**** Task data

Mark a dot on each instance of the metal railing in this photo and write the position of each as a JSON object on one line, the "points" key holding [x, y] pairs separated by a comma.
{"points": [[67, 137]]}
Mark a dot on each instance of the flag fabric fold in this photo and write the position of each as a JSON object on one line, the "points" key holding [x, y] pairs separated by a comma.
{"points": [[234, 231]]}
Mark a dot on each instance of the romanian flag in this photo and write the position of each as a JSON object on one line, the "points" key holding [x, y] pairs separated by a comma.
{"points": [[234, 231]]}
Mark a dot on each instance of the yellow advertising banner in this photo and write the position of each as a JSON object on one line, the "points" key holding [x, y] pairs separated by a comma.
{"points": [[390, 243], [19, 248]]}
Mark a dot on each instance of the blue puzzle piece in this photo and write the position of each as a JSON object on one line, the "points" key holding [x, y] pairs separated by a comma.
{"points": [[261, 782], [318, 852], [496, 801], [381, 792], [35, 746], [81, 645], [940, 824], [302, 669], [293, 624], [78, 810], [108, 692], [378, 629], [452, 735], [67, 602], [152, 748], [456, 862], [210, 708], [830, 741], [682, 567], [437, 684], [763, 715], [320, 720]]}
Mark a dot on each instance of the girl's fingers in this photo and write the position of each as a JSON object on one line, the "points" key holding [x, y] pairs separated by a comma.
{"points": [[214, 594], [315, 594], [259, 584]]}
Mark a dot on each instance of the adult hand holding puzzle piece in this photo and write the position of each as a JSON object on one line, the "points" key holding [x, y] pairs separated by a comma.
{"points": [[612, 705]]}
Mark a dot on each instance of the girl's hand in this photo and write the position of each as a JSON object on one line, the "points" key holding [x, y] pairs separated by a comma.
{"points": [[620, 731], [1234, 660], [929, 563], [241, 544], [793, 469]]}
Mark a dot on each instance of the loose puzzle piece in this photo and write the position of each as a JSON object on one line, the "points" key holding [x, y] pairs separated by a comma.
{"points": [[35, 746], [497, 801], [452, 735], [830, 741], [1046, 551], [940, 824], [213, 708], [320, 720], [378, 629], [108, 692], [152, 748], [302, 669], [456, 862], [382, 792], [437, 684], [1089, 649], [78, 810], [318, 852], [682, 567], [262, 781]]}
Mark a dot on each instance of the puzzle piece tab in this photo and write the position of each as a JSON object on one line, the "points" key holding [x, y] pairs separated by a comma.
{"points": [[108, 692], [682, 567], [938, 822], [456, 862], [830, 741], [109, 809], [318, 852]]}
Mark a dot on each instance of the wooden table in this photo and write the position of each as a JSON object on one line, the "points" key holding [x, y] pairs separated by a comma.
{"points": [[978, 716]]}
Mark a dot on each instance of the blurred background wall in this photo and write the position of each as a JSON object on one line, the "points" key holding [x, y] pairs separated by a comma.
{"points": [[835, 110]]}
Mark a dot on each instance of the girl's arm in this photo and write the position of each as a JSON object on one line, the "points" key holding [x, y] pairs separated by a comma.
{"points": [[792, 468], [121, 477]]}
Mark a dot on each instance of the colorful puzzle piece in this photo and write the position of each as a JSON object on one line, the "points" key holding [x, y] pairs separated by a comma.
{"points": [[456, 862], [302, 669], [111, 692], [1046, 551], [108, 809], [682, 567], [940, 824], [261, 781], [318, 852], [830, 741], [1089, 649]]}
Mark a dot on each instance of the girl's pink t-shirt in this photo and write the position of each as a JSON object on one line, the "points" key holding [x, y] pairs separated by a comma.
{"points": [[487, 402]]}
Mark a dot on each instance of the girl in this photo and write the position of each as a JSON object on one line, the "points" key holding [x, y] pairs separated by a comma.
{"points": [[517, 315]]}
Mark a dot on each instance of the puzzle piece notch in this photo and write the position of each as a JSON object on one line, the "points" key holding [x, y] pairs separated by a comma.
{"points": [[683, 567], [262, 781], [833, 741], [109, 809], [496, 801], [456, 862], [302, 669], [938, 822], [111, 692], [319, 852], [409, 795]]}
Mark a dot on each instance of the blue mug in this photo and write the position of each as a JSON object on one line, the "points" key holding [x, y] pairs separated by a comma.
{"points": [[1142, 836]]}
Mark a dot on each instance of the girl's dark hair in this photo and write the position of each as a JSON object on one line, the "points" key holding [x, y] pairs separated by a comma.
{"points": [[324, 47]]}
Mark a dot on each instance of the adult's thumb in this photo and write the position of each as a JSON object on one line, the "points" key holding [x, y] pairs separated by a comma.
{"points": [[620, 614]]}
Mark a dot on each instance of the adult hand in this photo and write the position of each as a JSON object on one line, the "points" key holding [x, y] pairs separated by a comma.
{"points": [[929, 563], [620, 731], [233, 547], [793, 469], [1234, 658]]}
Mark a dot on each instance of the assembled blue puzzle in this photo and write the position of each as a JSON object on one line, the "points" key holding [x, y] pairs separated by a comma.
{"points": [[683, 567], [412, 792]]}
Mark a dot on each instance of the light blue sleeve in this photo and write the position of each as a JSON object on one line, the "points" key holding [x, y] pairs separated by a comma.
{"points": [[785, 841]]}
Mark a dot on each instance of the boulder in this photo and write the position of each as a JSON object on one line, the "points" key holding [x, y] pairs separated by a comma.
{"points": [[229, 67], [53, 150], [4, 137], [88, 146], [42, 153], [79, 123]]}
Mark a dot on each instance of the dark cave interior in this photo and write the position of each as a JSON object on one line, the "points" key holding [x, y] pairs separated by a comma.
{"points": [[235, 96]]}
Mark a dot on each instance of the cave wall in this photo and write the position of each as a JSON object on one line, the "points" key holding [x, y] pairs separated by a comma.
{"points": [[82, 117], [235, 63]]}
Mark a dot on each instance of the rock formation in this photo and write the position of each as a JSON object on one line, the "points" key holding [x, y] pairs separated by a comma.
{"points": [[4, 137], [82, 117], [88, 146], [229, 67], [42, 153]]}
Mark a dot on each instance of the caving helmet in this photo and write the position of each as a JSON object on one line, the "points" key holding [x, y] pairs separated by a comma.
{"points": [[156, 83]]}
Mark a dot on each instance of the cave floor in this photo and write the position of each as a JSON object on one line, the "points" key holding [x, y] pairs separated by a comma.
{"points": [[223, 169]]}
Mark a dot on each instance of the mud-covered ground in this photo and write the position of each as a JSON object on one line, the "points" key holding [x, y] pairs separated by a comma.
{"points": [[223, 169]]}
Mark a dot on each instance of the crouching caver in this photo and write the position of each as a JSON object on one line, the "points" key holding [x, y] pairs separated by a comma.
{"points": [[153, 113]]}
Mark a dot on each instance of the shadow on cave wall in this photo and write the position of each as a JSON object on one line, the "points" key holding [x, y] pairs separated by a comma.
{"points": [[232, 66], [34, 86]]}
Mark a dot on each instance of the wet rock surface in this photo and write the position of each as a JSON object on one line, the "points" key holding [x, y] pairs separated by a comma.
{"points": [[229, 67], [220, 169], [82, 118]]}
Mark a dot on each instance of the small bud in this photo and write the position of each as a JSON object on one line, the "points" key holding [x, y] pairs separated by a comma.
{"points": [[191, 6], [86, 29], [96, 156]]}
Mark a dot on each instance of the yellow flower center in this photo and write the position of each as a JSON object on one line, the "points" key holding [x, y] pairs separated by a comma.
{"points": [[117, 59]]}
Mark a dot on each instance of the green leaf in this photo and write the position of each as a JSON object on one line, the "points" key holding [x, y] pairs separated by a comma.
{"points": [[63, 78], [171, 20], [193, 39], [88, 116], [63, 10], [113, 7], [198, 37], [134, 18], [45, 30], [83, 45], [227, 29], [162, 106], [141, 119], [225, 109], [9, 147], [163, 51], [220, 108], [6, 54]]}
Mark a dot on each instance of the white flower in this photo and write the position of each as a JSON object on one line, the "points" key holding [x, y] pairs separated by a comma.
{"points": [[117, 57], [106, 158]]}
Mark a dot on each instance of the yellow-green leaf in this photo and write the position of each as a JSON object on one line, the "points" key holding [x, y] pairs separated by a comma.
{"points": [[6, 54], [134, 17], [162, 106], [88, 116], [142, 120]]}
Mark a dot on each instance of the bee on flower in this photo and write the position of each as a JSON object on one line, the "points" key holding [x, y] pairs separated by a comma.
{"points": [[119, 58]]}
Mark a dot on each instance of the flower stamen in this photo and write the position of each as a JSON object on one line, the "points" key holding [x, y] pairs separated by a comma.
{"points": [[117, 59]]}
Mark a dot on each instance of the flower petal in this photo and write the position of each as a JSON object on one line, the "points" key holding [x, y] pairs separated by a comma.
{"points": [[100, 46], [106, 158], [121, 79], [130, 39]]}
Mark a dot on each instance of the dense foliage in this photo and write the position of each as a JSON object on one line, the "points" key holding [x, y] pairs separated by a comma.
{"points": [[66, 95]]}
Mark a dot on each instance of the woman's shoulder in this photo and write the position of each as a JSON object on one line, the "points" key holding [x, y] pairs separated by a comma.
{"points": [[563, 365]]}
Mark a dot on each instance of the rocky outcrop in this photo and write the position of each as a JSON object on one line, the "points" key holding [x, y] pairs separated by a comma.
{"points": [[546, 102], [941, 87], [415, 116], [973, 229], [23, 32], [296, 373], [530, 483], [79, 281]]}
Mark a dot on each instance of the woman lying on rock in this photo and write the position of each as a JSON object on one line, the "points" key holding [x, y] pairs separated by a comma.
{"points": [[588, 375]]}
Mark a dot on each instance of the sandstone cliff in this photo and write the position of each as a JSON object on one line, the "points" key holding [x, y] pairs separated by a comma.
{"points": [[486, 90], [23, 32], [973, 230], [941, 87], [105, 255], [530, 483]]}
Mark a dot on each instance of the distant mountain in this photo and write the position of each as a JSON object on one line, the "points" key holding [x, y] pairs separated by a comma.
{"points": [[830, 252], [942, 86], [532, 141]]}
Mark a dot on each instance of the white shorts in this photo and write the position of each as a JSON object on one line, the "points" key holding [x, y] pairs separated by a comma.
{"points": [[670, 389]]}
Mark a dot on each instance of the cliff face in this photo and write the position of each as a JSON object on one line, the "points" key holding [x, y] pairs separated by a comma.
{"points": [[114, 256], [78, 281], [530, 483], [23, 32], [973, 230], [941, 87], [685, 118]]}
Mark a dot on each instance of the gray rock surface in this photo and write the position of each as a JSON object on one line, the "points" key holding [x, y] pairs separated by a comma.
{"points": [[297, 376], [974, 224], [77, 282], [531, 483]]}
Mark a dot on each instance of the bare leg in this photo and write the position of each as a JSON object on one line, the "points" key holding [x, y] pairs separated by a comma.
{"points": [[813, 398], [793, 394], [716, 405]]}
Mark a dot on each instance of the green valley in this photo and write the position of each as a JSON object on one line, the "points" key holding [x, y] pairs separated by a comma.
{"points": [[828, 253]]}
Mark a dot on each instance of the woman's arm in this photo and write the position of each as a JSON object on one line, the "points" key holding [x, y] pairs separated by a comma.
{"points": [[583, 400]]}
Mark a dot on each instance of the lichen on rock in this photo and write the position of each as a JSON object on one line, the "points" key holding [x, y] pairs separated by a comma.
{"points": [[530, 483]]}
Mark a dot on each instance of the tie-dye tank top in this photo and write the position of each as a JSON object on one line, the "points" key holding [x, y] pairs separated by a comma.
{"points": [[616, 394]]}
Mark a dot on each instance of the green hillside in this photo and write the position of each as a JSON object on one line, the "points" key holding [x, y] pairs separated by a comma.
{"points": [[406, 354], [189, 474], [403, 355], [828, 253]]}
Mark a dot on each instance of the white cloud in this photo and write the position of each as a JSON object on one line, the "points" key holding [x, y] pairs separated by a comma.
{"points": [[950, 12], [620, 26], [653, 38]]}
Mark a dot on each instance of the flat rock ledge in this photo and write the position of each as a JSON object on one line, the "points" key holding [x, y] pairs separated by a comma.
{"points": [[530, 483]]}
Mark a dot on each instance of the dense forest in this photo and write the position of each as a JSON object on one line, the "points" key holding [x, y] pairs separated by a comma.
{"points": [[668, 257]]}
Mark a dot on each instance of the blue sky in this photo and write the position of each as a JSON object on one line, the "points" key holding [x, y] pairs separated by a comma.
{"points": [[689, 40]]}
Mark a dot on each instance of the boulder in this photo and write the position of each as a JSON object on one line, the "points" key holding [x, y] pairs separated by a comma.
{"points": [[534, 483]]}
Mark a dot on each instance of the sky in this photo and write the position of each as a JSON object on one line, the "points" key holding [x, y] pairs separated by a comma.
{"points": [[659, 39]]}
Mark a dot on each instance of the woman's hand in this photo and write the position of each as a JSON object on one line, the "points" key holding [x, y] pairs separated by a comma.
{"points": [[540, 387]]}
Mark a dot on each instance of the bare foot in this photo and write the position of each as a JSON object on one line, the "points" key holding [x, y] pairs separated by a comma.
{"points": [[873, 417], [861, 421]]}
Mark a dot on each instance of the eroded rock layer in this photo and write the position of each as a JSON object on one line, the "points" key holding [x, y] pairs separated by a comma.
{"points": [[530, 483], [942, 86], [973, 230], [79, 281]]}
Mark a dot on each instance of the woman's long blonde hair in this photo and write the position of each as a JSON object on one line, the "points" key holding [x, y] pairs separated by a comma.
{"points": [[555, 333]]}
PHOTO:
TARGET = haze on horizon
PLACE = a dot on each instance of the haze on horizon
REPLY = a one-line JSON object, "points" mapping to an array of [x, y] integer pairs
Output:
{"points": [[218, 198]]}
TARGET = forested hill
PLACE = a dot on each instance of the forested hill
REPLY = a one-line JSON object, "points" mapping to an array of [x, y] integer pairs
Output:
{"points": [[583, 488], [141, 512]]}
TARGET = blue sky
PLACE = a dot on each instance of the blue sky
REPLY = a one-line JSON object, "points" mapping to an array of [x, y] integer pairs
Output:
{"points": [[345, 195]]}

********

- Task to complete
Having located the line containing "TARGET = forested hill", set it down along with every line after it through the end of the data, reproducing each exactly.

- Response to the exercise
TARGET = forested hill
PLACE = a dot on each instance of the forested hill
REPLY = a one-line JSON object, "points" mapping to an array of [x, y] integer pairs
Output:
{"points": [[583, 488], [141, 512]]}
TARGET = blue sky
PLACE = a dot on each instance of the blue sky
REPLY = a one-line JSON object, "points" mapping to an array of [x, y] integer pairs
Output:
{"points": [[345, 195]]}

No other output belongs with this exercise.